### What to do:
Read through the data and report every line in which the word "hillside" occurs.
**********
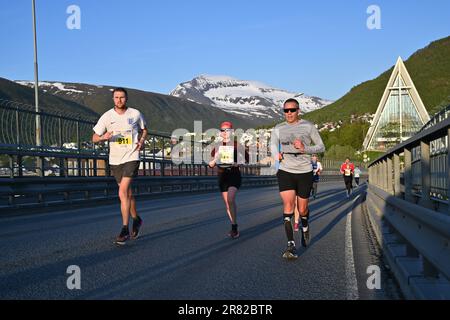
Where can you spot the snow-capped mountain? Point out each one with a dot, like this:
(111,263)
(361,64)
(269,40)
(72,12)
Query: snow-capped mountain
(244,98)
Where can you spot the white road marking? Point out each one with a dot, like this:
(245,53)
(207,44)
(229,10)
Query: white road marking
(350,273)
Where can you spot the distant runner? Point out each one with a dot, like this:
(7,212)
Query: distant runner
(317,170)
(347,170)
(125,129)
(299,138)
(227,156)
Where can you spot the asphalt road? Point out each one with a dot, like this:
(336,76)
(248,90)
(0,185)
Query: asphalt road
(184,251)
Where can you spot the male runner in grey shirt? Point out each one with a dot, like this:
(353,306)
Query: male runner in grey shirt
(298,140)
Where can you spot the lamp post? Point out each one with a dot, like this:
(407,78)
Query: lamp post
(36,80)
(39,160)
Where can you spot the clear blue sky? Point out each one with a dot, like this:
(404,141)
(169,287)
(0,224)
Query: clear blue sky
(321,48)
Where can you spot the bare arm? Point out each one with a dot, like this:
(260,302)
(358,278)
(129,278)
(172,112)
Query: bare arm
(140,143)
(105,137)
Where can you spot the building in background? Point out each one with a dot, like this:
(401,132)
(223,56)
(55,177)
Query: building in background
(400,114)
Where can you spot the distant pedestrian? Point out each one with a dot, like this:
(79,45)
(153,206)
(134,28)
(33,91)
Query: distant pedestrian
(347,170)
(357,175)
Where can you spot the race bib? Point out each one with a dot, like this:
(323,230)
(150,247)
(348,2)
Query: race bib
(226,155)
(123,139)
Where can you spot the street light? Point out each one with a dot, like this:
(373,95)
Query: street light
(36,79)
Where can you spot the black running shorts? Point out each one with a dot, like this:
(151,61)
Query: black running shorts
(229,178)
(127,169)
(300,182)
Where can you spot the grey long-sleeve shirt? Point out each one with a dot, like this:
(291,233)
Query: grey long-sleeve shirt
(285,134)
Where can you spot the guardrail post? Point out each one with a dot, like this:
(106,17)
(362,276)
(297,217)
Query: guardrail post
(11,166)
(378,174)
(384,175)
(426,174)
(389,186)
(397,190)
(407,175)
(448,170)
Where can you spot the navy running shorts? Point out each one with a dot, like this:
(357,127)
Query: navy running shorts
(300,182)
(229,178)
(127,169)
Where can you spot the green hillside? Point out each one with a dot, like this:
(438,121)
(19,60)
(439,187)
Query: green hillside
**********
### Your response:
Where can you spot the green hillside? Point out each one with a dot, like this:
Query: green hillside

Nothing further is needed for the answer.